_What to produce_:
Write down every entry below once more, exactly.

****************************************

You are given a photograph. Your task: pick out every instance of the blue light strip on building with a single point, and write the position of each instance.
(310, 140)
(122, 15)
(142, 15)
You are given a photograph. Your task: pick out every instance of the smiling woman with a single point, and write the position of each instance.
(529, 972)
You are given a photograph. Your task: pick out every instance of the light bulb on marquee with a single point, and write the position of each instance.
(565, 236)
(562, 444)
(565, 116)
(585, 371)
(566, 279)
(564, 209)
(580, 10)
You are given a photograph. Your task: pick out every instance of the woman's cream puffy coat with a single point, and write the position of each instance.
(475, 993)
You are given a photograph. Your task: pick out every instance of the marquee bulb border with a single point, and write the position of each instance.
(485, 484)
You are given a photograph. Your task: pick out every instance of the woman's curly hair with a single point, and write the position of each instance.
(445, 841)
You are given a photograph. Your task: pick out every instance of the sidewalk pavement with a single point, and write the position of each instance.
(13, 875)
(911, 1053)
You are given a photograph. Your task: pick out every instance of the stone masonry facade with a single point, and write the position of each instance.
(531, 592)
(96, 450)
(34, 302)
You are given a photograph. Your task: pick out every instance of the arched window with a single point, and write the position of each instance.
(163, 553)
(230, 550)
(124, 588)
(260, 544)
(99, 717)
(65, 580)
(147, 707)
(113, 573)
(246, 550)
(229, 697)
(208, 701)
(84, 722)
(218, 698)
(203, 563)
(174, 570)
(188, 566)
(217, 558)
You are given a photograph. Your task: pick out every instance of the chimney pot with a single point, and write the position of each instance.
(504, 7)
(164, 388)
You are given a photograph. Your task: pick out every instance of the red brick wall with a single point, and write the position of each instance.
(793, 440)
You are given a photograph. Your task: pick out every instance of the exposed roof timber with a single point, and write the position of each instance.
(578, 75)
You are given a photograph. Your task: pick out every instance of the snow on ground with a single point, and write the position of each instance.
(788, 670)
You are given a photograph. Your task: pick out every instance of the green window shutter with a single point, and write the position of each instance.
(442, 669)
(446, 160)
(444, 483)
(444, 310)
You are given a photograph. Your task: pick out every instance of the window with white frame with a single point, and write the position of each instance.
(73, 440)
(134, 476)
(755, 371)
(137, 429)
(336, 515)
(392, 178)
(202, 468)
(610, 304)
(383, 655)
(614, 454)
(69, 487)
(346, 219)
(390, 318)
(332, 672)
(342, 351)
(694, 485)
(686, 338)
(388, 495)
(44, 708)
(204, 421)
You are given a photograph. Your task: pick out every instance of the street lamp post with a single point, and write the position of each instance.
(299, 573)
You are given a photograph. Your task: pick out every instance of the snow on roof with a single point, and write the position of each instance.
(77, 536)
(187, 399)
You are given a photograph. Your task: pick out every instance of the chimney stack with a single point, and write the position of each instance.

****************************************

_Written solution_:
You are given a photograph. Your task: pick out every instance of the blue light strip on building with a single point, and write the position of each instance.
(310, 140)
(122, 15)
(142, 15)
You are given a photograph. Your task: pick out every instance of the smiling woman with a single point, and write the position of each instance.
(529, 972)
You are given a photograph. Your task: pick out every instance of the light bulb on marquee with a single point, and write the position of each instance.
(565, 236)
(562, 444)
(565, 116)
(585, 371)
(566, 279)
(564, 209)
(580, 10)
You are given a photograph. Your task: pick out every instance of the woman's cream puffy coat with a single point, and write the position of each instance.
(475, 993)
You are given a photograph. Your task: pick out every instance of the marquee bulb border with a single point, and write the position of each instance.
(485, 484)
You are given a photograph. Your task: pick out every instance of the woman's curly hair with a single point, and write the position of each instance.
(445, 841)
You are given a photograph. Your task: pick out every instance of the sidewalk pavement with a single point, and write the position of each instance.
(13, 875)
(911, 1053)
You are given a photograph. Your task: pick out every instance of the stone masonry facade with a single point, and write the position of each instance.
(531, 592)
(96, 450)
(34, 302)
You are given a photograph. Your task: pick out every instance of the arched window with a single point, and write the position of each instance.
(163, 553)
(230, 550)
(124, 588)
(260, 544)
(99, 717)
(65, 580)
(147, 707)
(113, 573)
(246, 550)
(229, 697)
(208, 701)
(84, 722)
(218, 698)
(203, 563)
(174, 570)
(188, 566)
(217, 558)
You are given a photograph. Your task: pick out every instance of the chimney pot with a single point, and write the position of each instance.
(504, 7)
(164, 388)
You are given a photograph. Your task: pick out every instance of the red brick wall with a single point, and write the position of each instance.
(793, 440)
You are given a photograph. Your task: pick out every instance of the exposed roof timber with a single point, and write the position of each instance.
(578, 75)
You are given a photograph. Your task: pick out every instance of the snow on ground with a single point, and write the position of each instance.
(788, 670)
You are given a photograph. Your task: pick out every instance of the green window shutter with a single point, and write the position of each instance.
(442, 669)
(446, 160)
(444, 483)
(444, 310)
You are given a photograph. Your task: pick out every instance of the window with white frame with a single point, and write the position of each instance.
(73, 440)
(134, 476)
(755, 371)
(137, 429)
(336, 515)
(392, 178)
(202, 468)
(610, 304)
(383, 655)
(614, 454)
(69, 487)
(346, 219)
(390, 318)
(332, 672)
(342, 351)
(694, 485)
(686, 338)
(388, 495)
(44, 708)
(204, 421)
You are given a photograph. Your task: pick out every instance of the street lamp post with a single point, and write the position of each instance.
(299, 573)
You are given a photograph. Your task: pick out every instance of the snow on roof with a single point, and write the position of each instance.
(77, 536)
(187, 399)
You are given a photograph. Your task: pick out every instance of the chimney stack with a single point, and write the position of each instance.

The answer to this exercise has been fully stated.